*Problem description*
Give the data back exactly as it stands.

*Point localization data*
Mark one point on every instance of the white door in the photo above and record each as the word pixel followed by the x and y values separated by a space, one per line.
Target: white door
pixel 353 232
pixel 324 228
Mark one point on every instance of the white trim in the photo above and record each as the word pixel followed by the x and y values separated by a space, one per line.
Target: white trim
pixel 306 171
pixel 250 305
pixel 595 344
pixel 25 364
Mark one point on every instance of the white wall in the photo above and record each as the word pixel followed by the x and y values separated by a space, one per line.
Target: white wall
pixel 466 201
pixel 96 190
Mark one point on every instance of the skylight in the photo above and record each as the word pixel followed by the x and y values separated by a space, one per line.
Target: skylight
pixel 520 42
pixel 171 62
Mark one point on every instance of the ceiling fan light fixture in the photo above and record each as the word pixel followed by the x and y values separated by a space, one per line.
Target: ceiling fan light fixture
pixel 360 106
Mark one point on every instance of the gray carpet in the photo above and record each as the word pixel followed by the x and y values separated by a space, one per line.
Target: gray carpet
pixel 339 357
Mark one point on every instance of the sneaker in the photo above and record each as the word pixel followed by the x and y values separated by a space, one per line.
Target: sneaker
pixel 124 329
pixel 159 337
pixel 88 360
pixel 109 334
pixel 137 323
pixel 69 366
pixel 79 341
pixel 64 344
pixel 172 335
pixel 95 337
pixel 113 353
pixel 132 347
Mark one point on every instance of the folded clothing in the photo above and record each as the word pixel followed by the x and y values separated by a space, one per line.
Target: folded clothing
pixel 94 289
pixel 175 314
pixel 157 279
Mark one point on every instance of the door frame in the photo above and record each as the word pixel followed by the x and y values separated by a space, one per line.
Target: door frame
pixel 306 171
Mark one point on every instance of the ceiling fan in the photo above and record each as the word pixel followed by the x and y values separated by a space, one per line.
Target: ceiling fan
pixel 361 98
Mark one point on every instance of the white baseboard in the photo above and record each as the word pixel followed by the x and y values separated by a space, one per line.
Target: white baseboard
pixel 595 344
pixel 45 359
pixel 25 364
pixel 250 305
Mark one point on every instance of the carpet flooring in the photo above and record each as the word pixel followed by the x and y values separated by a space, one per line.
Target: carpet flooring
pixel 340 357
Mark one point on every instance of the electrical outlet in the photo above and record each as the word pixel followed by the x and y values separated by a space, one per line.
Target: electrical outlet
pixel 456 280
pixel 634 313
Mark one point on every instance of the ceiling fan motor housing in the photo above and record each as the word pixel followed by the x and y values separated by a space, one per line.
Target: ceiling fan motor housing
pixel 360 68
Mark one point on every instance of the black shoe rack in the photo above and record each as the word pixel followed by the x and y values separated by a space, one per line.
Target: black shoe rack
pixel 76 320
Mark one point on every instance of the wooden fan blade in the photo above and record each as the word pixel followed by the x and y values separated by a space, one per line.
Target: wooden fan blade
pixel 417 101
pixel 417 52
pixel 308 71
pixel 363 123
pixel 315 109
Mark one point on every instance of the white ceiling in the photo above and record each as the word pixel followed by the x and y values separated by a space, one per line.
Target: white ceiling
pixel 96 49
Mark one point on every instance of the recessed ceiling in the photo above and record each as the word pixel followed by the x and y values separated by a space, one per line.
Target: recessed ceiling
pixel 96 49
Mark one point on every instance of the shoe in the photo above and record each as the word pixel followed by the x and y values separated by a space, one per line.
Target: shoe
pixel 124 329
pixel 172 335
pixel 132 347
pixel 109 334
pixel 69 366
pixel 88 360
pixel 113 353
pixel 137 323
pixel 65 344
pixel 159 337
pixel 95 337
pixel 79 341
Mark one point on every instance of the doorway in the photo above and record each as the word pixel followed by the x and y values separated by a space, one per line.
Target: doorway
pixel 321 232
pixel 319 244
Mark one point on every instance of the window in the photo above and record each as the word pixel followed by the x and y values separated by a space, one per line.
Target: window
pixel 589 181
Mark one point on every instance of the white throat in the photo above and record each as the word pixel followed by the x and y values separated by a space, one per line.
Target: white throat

*Solution for this task*
Mark one point on every instance of the white door in the photo above and record each as the word pixel followed by the x and y values separated by a space, one per line.
Target: white door
pixel 353 232
pixel 324 228
Mark one point on every instance of the white trim in the photo above and record each as the word pixel followed by the x and y values separated by a space, one per line.
Target: white trim
pixel 306 171
pixel 250 305
pixel 595 344
pixel 25 364
Mark one point on every instance of the white wall in the photo above and record each as the word pixel followed by the x and y values separated by a space, one per line.
Target: white wall
pixel 466 201
pixel 96 190
Mark one point on every instance of the skylight in the photo above and record each as the word pixel followed by the x and y values separated by a space, one per line.
Target: skylight
pixel 520 42
pixel 171 62
Mark one point on every instance of the ceiling fan light fixture in the photo above and record each as the word pixel followed by the x and y values separated by a space, one per line.
Target: ceiling fan light fixture
pixel 360 106
Mark one point on every instance of the gray carpet in the photo above and record each as the word pixel followed by the x and y values separated by a space, one per line.
Target: gray carpet
pixel 339 357
Mark one point on every instance of the sneaker in the photo above and record each as the word pixel followed by the x and y values separated by a space, one per line.
Target: sneaker
pixel 124 329
pixel 159 337
pixel 88 360
pixel 109 334
pixel 137 323
pixel 69 366
pixel 79 341
pixel 64 344
pixel 172 335
pixel 95 337
pixel 113 353
pixel 132 347
Mark one point on every instance of the folded clothing in the photo above and record each as the word pixel followed by the x and y values separated by a space, one per line.
Target: folded clothing
pixel 94 289
pixel 175 314
pixel 157 279
Mark one point on every instance of the door frame in the photo above and record each as the word pixel followed by the x and y values separated by a space, one per line.
Target: door frame
pixel 306 171
Mark one point on every instance of the ceiling fan in the photo above and record each as the word pixel followed by the x and y values separated by a space, one per line.
Target: ceiling fan
pixel 361 98
Mark one point on every instance of the white baseboard in the photo above and record each as the word pixel followed by the x and y values separated by a space, one per line.
Target: white baseboard
pixel 595 344
pixel 45 359
pixel 25 364
pixel 250 305
Mark one point on every instance of the carpet flooring in the photo above and record each as the word pixel followed by the x and y values separated by a space, one per line.
Target: carpet flooring
pixel 340 357
Mark one point on every instance of the electrical outlet in the photo above and record each as the word pixel followed by the x and y values separated by a space, one per line.
Target: electrical outlet
pixel 456 280
pixel 634 313
Mark one point on every instance of the ceiling fan motor housing in the photo above and record each as the word pixel followed by the x and y values separated by a space, one per line.
Target: ceiling fan motor housing
pixel 360 68
Mark one point on every instance of the black shoe rack in the photo above and record each as the word pixel followed by the x and y values separated by a space, one per line.
Target: black shoe rack
pixel 76 320
Mark one point on every instance of the wooden fan blade in the photo above and record each as the word pixel followed by the x and y values separated by a space, one per line.
Target: wooden fan blade
pixel 417 101
pixel 417 52
pixel 308 71
pixel 363 123
pixel 315 109
Mark one point on every instance of the white ceiling in the photo above and record each as the word pixel followed by the x and y values separated by a space, one per line.
Target: white ceiling
pixel 96 49
Mark one point on every instance of the recessed ceiling in the photo above and record each as the word pixel followed by the x and y values separated by a space, one per line.
Target: recessed ceiling
pixel 96 49
Mark one point on every instance of the shoe in the photo above and record each as the word pixel followed by the x and y values separated by a space, one per line.
Target: shoe
pixel 124 329
pixel 172 335
pixel 132 347
pixel 109 334
pixel 69 366
pixel 88 360
pixel 113 353
pixel 137 323
pixel 65 344
pixel 159 337
pixel 95 337
pixel 79 341
Mark one point on every instance of the doorway in the photo above and record each as the word pixel followed by the x and y values separated by a space, one per line.
Target: doorway
pixel 321 232
pixel 319 244
Mark one point on every instance of the window in the photo above and record each as the word pixel followed by the x and y values separated by a space, one per line.
Target: window
pixel 589 181
Mark one point on every instance of the white throat in the photo above and record each as the word pixel followed by the x and y values separated by a space, one per line.
Target: white throat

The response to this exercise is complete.